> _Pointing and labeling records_
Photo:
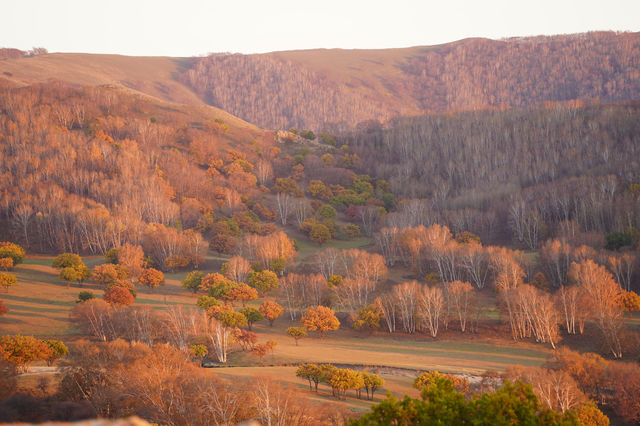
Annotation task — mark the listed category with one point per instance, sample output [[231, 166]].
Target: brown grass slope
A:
[[311, 88]]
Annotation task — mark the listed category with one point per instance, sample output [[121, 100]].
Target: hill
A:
[[315, 88], [149, 75]]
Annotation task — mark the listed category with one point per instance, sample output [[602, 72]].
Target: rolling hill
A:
[[336, 89]]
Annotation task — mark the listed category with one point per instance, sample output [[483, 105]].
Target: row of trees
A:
[[22, 351], [340, 379], [159, 384]]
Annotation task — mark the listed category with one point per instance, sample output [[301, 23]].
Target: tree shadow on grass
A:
[[23, 299]]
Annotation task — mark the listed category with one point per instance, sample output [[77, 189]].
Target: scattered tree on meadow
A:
[[83, 296], [236, 269], [460, 296], [205, 302], [69, 274], [6, 263], [368, 318], [312, 373], [260, 351], [297, 333], [371, 383], [264, 280], [630, 301], [252, 314], [22, 351], [429, 378], [131, 257], [58, 350], [12, 251], [118, 295], [193, 281], [604, 295], [319, 319], [151, 278], [242, 293], [7, 280], [108, 273], [271, 311]]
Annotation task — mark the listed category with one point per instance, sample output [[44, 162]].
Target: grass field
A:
[[397, 385], [40, 305]]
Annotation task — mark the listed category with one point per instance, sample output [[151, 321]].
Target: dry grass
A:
[[396, 385], [40, 304]]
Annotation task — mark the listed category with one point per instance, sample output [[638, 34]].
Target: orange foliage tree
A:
[[319, 319]]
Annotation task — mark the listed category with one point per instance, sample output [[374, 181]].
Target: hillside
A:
[[335, 89], [314, 88], [142, 74]]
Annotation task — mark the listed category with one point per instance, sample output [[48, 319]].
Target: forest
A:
[[471, 74], [469, 256]]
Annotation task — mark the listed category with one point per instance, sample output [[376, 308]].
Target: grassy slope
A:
[[151, 76]]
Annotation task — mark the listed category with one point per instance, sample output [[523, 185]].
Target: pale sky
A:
[[194, 27]]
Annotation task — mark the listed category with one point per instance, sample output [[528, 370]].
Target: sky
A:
[[198, 27]]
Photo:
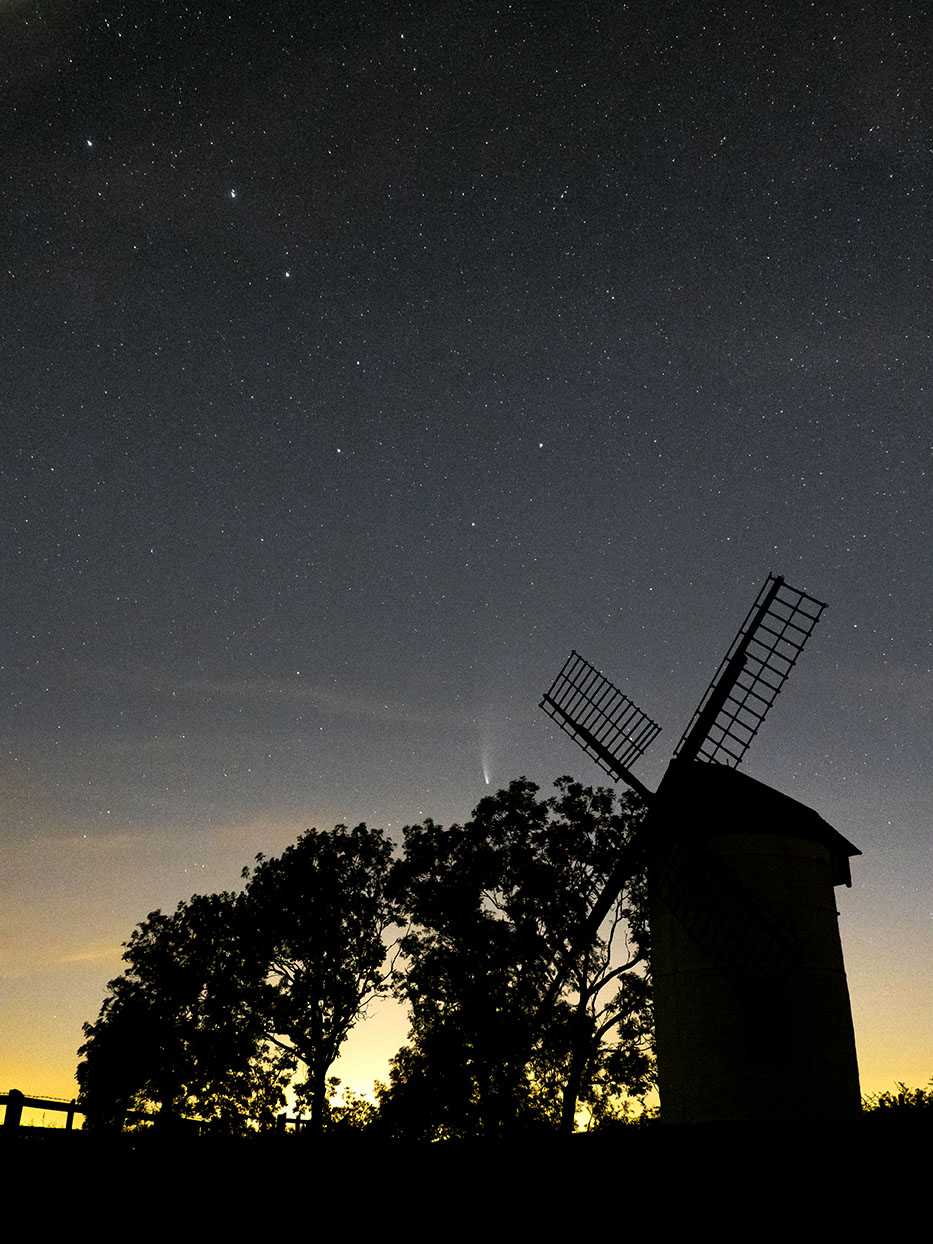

> _What you should do_
Could you recast every line of the records above as a Markdown table with the columns "Row" and "Text", where each row gives a row number and one line, with blank lines skipped and the pictures left out?

> _Solution_
| Row | Text |
|---|---|
| 1 | Photo: |
| 2 | Annotation task — mark the listed category with one point per instance, sample output [[231, 166]]. |
| 3 | Target: brown grass slope |
| 4 | A: |
| 5 | [[311, 88]] |
| 6 | Annotation task — mark the listed category with one point per instance, sample output [[121, 100]]. |
| 7 | Target: hill |
| 8 | A: |
| 9 | [[315, 88], [149, 75]] |
| 10 | Annotation task — mark the listed category with one point per instance, sample output [[602, 72]]. |
| 11 | Target: rolling hill |
| 12 | A: |
| 13 | [[336, 89]] |
| 14 | Annotation task — mark the listed category with one point per instance, sample output [[483, 105]]. |
| 15 | Target: row of trees |
| 16 | A: |
| 17 | [[22, 351], [340, 379], [159, 384]] |
| 18 | Annotation task — mark the listed category with one point per instance, sample output [[301, 23]]. |
| 19 | Target: tree shadow on grass |
| 20 | A: |
| 21 | [[23, 299]] |
| 22 | Annotation task — mark the listed category with one point per instance, sample output [[77, 189]]. |
| 23 | Target: scattered tree on meadow |
| 24 | A: |
| 25 | [[83, 296], [236, 269], [460, 296], [205, 302], [69, 274], [6, 263], [368, 318], [312, 373], [260, 351], [297, 333], [371, 383], [264, 280], [630, 301], [252, 314], [22, 351], [429, 378], [131, 257], [58, 350], [12, 251], [118, 295], [193, 281], [604, 295], [319, 319], [151, 278], [242, 293], [7, 280], [108, 273], [271, 311]] |
| 26 | Annotation task — mark the listed category with one point per instance, sample output [[44, 162]]. |
| 27 | Target: grass field |
| 28 | A: |
| 29 | [[397, 385], [40, 305]] |
| 30 | Annotation task — mark the listed category with one point per instance, sample output [[151, 321]]. |
| 31 | Target: dry grass |
| 32 | A: |
| 33 | [[396, 385], [40, 304]] |
| 34 | Annotation task — mark the listed category with one point per instance, sample output [[638, 34]]. |
| 35 | Target: orange foliage tree |
| 36 | A: |
| 37 | [[319, 319]] |
| 38 | Annotation task — mark the listed category with one point per instance, sample output [[374, 181]]. |
| 39 | Target: hillside |
| 40 | A: |
| 41 | [[335, 89], [314, 88], [142, 74]] |
| 42 | Annotation task — mark the listed category with one point per instance, sample output [[48, 319]]. |
| 43 | Target: forest |
| 44 | A: |
| 45 | [[471, 74], [469, 256]] |
| 46 | Annotation task — mark the listed category with one point per instance, sample output [[376, 308]]. |
| 47 | Target: grassy slope |
| 48 | A: |
| 49 | [[151, 76]] |
| 50 | Annotation task — mark the listed category with one point per instance, sample output [[523, 185]]. |
| 51 | Target: pale sky |
| 52 | A: |
| 53 | [[194, 27]] |
| 54 | Annotation task — mark the listed category with one point per instance, sample output [[528, 370]]. |
| 55 | Target: sky |
| 56 | A: |
| 57 | [[198, 27]] |
| 58 | Photo: |